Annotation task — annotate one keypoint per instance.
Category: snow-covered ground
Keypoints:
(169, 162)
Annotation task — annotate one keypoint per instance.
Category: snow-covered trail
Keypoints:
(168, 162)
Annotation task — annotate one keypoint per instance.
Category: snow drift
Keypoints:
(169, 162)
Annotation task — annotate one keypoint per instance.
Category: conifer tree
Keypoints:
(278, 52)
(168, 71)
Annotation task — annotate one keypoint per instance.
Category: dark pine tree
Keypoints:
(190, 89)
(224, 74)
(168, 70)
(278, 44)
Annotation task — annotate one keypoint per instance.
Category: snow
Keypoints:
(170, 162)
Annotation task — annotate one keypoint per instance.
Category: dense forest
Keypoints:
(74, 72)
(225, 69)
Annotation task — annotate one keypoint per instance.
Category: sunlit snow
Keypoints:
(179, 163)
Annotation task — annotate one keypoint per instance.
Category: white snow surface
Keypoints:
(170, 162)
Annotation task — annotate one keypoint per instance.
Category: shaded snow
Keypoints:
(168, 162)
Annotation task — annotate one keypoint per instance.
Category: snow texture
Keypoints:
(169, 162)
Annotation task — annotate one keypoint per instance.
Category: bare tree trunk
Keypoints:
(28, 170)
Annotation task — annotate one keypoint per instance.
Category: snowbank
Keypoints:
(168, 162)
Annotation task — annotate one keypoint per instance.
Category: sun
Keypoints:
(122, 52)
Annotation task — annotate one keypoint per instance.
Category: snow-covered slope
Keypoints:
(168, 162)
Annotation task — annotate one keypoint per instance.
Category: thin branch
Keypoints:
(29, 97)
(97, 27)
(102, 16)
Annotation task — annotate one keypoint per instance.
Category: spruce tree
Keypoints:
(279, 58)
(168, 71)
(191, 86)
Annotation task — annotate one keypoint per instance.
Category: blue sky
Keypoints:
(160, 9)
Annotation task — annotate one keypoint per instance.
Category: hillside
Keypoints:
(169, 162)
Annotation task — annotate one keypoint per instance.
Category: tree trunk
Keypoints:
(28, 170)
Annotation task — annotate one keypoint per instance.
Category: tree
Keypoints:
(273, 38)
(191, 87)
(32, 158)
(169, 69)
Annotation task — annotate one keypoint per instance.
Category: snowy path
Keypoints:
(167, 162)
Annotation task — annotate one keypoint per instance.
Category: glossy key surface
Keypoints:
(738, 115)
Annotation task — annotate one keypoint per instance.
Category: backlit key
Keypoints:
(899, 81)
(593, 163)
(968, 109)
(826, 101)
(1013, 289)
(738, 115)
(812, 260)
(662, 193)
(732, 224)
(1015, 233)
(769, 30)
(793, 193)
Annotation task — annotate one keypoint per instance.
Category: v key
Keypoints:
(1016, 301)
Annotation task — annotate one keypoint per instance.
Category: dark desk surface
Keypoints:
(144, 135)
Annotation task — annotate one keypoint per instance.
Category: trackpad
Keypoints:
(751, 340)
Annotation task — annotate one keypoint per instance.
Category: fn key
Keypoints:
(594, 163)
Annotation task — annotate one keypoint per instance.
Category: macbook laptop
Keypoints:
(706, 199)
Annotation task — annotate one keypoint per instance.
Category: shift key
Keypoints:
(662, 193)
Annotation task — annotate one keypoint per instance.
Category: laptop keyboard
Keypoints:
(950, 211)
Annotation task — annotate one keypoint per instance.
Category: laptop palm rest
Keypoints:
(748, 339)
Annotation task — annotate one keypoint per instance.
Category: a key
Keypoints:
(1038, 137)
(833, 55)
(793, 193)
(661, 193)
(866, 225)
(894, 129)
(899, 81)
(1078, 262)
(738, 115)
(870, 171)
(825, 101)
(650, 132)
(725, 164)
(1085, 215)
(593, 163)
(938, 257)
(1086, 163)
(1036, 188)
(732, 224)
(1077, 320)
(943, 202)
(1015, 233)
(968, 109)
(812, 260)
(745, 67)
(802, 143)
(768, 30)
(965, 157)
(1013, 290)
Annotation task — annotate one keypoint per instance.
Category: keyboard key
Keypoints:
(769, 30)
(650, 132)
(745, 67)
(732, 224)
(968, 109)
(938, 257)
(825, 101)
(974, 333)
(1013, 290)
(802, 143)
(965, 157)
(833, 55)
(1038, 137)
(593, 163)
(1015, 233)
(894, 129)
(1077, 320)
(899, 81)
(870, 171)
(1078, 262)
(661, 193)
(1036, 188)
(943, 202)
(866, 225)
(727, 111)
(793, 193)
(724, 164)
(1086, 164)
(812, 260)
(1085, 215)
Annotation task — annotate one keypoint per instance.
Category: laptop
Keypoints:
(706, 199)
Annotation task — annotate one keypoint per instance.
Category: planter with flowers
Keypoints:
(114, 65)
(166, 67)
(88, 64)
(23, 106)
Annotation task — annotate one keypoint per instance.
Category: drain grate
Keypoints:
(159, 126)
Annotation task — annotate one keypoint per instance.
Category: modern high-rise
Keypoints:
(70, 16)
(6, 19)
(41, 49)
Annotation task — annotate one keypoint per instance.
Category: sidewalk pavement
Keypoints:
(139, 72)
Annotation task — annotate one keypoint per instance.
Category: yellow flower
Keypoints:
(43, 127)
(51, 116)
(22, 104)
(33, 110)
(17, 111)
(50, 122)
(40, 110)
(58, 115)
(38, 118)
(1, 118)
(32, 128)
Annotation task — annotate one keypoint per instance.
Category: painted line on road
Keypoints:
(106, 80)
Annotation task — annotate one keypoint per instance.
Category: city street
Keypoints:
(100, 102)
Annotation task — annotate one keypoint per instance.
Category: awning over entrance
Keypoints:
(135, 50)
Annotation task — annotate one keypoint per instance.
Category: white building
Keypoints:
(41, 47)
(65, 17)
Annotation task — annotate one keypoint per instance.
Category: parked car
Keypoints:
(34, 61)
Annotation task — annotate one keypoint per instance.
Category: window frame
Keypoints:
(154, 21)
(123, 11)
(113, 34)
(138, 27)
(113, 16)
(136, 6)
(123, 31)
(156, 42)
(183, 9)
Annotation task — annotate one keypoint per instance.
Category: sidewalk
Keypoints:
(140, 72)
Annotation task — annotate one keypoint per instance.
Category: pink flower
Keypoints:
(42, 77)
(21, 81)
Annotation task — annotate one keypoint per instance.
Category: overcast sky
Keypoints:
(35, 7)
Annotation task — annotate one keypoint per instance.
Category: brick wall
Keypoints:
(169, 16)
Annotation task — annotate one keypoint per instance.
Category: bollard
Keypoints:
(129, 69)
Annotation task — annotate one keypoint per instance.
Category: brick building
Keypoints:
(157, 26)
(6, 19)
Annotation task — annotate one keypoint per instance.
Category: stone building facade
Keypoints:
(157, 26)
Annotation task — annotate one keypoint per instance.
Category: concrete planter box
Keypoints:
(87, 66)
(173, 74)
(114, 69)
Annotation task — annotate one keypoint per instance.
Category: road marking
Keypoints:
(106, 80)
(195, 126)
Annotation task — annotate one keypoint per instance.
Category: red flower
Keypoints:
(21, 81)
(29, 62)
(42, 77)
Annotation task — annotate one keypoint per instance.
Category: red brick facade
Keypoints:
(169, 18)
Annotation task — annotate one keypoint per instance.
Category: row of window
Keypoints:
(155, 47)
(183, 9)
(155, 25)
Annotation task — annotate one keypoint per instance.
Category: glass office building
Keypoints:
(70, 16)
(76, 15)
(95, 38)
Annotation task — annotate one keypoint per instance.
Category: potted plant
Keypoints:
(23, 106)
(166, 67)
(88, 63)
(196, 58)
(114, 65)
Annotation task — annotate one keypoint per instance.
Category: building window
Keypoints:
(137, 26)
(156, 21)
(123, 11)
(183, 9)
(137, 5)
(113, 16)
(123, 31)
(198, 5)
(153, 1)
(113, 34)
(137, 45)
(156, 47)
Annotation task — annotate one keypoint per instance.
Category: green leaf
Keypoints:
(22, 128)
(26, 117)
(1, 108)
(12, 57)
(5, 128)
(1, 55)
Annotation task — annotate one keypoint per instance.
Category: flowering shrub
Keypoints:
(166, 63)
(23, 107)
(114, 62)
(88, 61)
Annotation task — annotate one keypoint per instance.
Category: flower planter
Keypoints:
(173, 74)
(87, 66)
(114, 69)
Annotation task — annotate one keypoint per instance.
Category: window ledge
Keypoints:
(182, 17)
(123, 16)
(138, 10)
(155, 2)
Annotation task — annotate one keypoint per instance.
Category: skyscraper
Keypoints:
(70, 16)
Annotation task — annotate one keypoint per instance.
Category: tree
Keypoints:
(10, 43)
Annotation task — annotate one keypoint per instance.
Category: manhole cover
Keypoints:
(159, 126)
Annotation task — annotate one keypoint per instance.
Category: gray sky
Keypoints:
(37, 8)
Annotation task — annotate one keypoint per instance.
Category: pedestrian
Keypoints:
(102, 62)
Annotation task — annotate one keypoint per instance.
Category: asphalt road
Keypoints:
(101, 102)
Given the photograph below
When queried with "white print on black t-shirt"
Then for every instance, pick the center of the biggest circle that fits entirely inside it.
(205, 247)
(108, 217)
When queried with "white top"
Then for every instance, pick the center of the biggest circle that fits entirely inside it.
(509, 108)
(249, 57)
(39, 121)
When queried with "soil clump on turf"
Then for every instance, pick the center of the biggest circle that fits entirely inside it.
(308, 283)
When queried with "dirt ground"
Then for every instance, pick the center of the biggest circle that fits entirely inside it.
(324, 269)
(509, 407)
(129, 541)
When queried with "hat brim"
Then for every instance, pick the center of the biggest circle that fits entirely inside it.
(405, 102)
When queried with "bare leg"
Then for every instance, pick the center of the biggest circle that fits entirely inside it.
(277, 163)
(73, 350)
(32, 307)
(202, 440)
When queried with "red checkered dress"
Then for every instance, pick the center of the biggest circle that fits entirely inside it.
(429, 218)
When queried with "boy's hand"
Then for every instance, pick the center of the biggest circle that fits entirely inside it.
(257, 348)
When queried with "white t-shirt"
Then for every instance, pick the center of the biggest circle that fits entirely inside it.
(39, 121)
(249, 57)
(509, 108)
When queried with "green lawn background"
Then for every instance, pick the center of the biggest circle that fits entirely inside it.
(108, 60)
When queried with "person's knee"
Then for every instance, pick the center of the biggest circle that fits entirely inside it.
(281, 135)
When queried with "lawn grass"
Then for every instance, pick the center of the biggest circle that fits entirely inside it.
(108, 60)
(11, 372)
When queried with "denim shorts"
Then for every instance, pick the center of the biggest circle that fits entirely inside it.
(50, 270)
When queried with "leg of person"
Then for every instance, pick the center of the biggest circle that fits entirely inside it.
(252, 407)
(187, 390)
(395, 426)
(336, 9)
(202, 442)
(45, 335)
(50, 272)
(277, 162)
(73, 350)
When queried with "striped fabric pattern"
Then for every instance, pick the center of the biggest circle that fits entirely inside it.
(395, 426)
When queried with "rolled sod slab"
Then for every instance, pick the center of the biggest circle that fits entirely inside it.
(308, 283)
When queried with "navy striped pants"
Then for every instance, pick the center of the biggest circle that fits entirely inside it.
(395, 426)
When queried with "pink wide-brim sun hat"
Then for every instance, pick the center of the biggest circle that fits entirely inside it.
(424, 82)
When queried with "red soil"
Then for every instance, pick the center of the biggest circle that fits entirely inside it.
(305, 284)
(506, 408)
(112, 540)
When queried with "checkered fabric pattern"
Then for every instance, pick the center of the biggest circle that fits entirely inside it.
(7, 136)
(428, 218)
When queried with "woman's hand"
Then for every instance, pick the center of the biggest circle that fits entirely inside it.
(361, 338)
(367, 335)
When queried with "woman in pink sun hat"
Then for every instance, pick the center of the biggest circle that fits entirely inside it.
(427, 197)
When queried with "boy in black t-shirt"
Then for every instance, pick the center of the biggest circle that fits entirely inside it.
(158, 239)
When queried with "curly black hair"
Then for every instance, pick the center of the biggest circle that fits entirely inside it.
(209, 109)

=====

**ACTION ITEM**
Nothing but a number is expected: how many lines in the listing above contain "brick"?

**SOLUTION TO THE EXERCISE**
3